**To be done:**
Continue the passage on reducing fish entrainment at water diversions, starting after its final sentence. It stands before the listing.

**Excerpted text:**

— start —

An alternative to the installation of fish screens to reduce fish entrainment is the use of behavioural barriers, such as sensory deterrents (Taft, 2000). Sensory deterrents exploit the sensory systems of fishes to create stimuli that repel or prevent fish movement into a specific area (Noatch and Suski, 2012), and include the use of strobe lights, bubble curtains, sound generators, electric or magnetic fields, chemical cues or some combination of these (reviewed by USBR, 2006; Noatch and Suski, 2012). While certain applications have been successful at eliciting avoidance responses from some species of fish both in the field (Maes et al., 2004; Hamel et al., 2008) and in the laboratory (Kates et al., 2012), others have proved unsuccessful (Johnson et al., 2005; Poletto et al., 2014). For example, previous laboratory studies on juvenile green and white sturgeon (Acipenser transmontanus) behaviour near fish screens in the laboratory suggest that strobe lights and mechanical vibrations are not effective at deterring interactions with diversion structures (Poletto et al., 2014). However, strobe lights have not been tested for green sturgeon in a large-scale river simulation or in the field and should not be determined ineffective until more rigorous testing is completed. An alternative option is the use of structural modifications to the water-diversion pipes that result in alterations in water velocities and flow fields surrounding the intakes. Using laboratory investigations of entrainment into unscreened water diversions, we have previously shown that juvenile green sturgeon display a limited capacity for escaping entrainment flows (Mussen et al., 2014a). Alterations to the intake velocities surrounding entrainment pipes, without changing the overall volume of water that is diverted, have potential to reduce green sturgeon entrainment. Coupled with a reduced intake velocity, physical modifications that alter flow cues may reduce the risk of entrainment of passing fishes.

— end —

**Entries:**
— start —

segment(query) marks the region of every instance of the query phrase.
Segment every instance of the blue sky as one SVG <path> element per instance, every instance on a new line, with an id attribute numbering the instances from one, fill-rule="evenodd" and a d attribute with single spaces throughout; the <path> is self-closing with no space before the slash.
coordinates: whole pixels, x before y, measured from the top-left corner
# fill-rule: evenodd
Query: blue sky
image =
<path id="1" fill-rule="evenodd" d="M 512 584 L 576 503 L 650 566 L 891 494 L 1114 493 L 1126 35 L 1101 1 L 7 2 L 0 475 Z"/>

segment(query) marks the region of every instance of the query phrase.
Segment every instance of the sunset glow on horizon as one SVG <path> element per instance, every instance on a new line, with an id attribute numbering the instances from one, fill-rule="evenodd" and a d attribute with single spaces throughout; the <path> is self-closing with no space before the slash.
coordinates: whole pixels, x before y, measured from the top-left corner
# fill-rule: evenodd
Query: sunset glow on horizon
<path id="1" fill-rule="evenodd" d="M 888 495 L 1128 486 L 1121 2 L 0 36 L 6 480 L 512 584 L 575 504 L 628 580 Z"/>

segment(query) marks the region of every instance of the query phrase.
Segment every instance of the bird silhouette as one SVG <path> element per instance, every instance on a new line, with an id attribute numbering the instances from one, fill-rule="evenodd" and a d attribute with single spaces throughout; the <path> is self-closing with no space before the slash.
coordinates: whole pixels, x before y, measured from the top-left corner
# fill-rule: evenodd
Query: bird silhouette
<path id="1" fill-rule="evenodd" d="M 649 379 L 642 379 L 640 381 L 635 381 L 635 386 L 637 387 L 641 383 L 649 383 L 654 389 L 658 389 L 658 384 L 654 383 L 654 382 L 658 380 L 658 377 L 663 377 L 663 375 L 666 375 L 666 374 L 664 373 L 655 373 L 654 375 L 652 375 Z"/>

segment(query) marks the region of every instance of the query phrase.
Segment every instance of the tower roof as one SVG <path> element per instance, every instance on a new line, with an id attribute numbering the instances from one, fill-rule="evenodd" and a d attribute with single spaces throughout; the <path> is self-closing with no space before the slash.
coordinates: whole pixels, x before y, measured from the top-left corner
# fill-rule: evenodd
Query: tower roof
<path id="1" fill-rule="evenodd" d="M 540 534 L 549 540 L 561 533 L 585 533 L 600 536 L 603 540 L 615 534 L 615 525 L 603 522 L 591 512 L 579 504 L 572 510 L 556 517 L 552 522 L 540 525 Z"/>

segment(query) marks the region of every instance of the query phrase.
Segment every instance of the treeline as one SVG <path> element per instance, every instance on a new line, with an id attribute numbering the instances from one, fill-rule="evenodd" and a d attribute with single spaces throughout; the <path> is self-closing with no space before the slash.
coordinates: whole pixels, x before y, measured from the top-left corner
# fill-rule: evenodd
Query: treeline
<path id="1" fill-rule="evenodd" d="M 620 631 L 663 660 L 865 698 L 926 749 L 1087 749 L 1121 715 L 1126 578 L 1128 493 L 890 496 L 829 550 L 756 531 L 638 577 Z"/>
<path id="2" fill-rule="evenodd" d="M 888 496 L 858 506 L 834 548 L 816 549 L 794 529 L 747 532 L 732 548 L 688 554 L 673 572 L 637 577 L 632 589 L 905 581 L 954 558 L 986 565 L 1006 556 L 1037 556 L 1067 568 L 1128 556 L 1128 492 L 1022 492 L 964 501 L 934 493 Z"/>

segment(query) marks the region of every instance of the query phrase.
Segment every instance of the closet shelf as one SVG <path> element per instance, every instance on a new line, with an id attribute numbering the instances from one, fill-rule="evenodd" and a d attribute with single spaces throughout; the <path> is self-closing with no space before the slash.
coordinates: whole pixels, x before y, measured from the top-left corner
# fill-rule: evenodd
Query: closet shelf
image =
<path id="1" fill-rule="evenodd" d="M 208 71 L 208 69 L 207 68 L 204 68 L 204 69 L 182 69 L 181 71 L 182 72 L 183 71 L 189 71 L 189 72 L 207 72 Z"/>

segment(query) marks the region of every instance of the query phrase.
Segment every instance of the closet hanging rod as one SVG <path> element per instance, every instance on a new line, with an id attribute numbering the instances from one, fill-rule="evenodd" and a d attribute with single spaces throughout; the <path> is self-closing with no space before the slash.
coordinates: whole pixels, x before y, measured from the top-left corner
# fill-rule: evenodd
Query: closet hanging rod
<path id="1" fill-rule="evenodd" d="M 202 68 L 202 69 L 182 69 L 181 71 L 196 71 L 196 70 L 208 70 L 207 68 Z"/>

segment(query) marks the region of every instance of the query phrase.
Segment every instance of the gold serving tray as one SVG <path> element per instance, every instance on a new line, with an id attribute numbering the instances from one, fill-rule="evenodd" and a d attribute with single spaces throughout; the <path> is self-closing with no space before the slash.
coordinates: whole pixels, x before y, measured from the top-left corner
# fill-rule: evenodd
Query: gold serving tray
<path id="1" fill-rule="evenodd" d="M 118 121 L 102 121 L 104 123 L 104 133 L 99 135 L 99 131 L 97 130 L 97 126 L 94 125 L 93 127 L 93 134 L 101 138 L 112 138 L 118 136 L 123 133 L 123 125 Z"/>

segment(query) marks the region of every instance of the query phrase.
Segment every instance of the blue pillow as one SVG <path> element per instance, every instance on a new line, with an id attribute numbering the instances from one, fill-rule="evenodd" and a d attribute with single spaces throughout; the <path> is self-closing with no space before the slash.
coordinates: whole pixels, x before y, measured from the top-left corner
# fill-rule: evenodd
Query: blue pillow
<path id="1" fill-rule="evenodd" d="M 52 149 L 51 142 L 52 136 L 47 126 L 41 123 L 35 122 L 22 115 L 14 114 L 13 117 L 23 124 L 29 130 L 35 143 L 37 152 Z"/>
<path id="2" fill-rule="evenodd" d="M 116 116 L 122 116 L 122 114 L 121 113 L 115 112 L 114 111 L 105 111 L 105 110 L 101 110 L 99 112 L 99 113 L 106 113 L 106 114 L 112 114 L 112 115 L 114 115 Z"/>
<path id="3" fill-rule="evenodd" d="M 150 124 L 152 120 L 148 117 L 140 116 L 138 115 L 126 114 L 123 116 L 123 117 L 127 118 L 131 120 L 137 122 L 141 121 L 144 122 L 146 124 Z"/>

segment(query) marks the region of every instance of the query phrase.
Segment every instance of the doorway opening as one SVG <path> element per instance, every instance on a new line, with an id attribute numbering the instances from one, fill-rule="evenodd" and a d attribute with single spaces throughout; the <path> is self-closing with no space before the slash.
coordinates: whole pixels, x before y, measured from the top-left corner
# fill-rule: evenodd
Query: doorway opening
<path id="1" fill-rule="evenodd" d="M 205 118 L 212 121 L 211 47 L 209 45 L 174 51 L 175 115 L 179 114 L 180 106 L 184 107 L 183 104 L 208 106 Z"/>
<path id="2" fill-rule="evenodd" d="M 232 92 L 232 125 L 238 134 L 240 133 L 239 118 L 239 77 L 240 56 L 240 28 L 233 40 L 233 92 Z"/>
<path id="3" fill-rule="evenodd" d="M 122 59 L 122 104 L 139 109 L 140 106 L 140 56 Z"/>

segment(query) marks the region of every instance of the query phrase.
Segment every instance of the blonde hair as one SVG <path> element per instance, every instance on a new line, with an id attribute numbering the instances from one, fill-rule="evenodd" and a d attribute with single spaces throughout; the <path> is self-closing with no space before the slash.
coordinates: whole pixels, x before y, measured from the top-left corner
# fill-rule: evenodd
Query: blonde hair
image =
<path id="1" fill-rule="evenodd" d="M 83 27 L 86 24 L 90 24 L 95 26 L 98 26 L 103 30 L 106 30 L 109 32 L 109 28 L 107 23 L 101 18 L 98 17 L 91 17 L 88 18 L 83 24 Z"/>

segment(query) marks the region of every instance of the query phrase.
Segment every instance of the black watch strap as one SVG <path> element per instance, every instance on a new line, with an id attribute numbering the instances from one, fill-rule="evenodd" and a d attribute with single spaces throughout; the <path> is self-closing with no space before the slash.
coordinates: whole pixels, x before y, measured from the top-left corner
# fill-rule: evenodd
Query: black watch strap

— end —

**Exercise response:**
The entrainment risk for juvenile green sturgeon posed by water diversions has the potential to exacerbate population declines and subvert conservation efforts for this species. Therefore, we investigated the efficacy of a commonly used sensory deterrent and two types of structural modifications designed to decrease the entrainment risk of juvenile green sturgeon. We used a large water flume outfitted with an ‘over-the-levee’ style water-diversion pipe to simulate conditions in the Sacramento River. The proportion of fish entrained through the pipe, entrainment risk, number of pipe passes and entrainment distances of fish were quantified in the presence of a strobe light deterrent, a terminal pipe-plate modification (TPP) and an upturned pipe modification (UTP) and compared with those of the unmodified pipe (control). We predicted that the strobe light sensory deterrent would not alter entrainment of green sturgeon, but that the two structural modifications (TPP and UTP) would significantly decrease the number of fish entrained and the entrainment risk compared with fish in the control conditions.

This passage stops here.